AIM 1:
Duplicate part of the Welsh C pony weight thread, beginning at the words "Another question then" and stopping after "amandathepanda (18 December 2007)".
AIM 2:
Pick up the forum thread on how much weight a 13.2 Welsh C pony can carry and write what comes next.

PROVIDED TEXT:
==================================================
# How much can a welch c carry?



## nijinsky (18 December 2007)

Anybody have any ideas how much rider weight a 13.2 Welsh C pony can comfortably carry?

I read somewhere that you divide the pony's weight by 5 and that's what she can carry in rider weight - anyone heard of this?

Another question then - how much weight should a 13.2 welsh ideally be?  The pony in question is the pony in my siggy.


----------



## amandathepanda (18 December 2007)

My up to height section C that i have sold on now was happy carrying my friend who is 11 stone.  I think it very much depends on the individual pony, but remember C's were used by welsh famers to carry them up &amp; down the mountains...


----------



## kerilli (18 December 2007)

hi nijinsky!  i'd say a rider who weighs no more than 7 1/2 stone maximum tbh, if it's for cantering and jumping. for just slow hacking, a bit more. it can be done on bone too (this is the most reliable way, there's been lots of posts in the past about this) but iirc she's quite a quality pony, not really stocky. if you allow in half a stone for riding wear, and a stone for the saddle, more or less, that's 9 stone, which is plenty for a 13.2, i think.
hope your girls are being good!


----------



## nijinsky (18 December 2007)

Thanks for that.


----------



## celia (18 December 2007)

My sister weighs around 8 stone and her 13hh sec C carries her easily. I'm just over nine stone and ride her occasionally and although I feel a little tall on her she has no problems with my weight. I think she's a little stockier than yours though - she's the black mare in my sig.


----------



## teapot (18 December 2007)

My share pony was a 13.2 welsh c and he had no problems carrying me and I was about 9 and a half stone at the time.

It's not about weight 100% of the time as a heavier rider will carry themselves a lot lighter than a beginner who's like a sack of potatoes


----------



## kerilli (18 December 2007)

umm, when you say "he had no problems carrying me", of course he didn't appear to... he probably wouldn't have staggered around unless you put 25 stone on him! not really trying to have a go or be horrible, honestly, but a 9 1/2 stone rider + riding kit + tack = a total load of about 11 stone, which i think is a lot for a 13.2 pony, unless it is built like a brick privy, which this one isn't! yes, of course an experienced rider will ride lighter than a beginner who is like a sack of spuds, but that wasn't the question nijinsky asked.


----------



## noggin667 (18 December 2007)

Kerrilli, I know it wasn't the question nijinsky asked, but it is something that can affect it. The point teapot was trying to convey was an answer to nijinsky's first question "Anybody have any ideas how much rider weight a 13.2 Welsh C pony can comfortably carry?" She was merely attempting to answer that one (that the way it reads). So as an answer to the question, you could indirectly link that an experienced rider will ride lighter than a beginner who is a sack of spuds, therefore becoming apart of a suitable answer to that question.

Nijinsky lovely ponies btw and i think that all the answers given, give the weight range that we would put on our 13.3hh welsh C too

(I work with welshes, but wanted to reply on this post as i thought teapot had a good point, normally I just lurk lol)


----------



## kerilli (18 December 2007)
==================================================
GIVEN DATA:
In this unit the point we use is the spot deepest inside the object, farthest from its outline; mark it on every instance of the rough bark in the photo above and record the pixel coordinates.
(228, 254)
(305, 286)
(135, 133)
==================================================
TASK RESPONSE 1:
Another question then - how much weight should a 13.2 welsh ideally be?  The pony in question is the pony in my siggy.


----------



## amandathepanda (18 December 2007)

TASK RESPONSE 2:
fair enough, but weight is weight, irrespective of the talent of the rider. for e.g. WFP would ride lighter than a 10 stone beginner, but i still wouldn't put either of them on a 13.2 pony unless it was built like a brick privy!


----------



## Honeypots (18 December 2007)

Well my 11 yr old daughter weighs 8 and a half stone and rides her friends Sec C easily.  As always it depends as much on the ability of the rider as anything...


----------



## teapot (18 December 2007)

I rode him under the guidance of my two instructors who said that I would be fine on anything from 13hh upwards, especially a native breed.

They don't get the credit they deserve as being weight carriers IMHO


----------



## Christmas_Kate (18 December 2007)

Most of these natives don't get cerdit for what they can carry. These animals carried heavy weights across the mountains, not light riders with light saddles... the carried dead animals, heavy farmers....


----------



## kerilli (18 December 2007)

yes, Kate, they carried heavy weights, at walk, for long periods. very big difference, imho, to carrying weight at higher speeds and over jumps, which is what most horses and ponies do now.


----------



## parsley (18 December 2007)

The section C I owned weighed 400kg summer and winter, although he was a bit stalliony and well muscled.  TBH I used to get on him when he was being too much of a handful for my child and I am quite weighty, although I didn't sit down properly in the saddle.  I don't know how accurate the following is (and I am sure someone will say if they disagree with it)...

"Measurement Test
1.  Add up the total weight of the horse, rider and tack. (

2.  Measure the circumference of the cannon bone midway between the knee and fetlock.

3.  Divide this total weight by the circumference.

3.  Divide the result by two. 

Values near 75 are great, below 75, even better. Values from 75/80 are acceptable. Values over 80 indicate weaker legs and a need to train carefully, especially downhill. Values over 85 suggest you need a horse with more substance."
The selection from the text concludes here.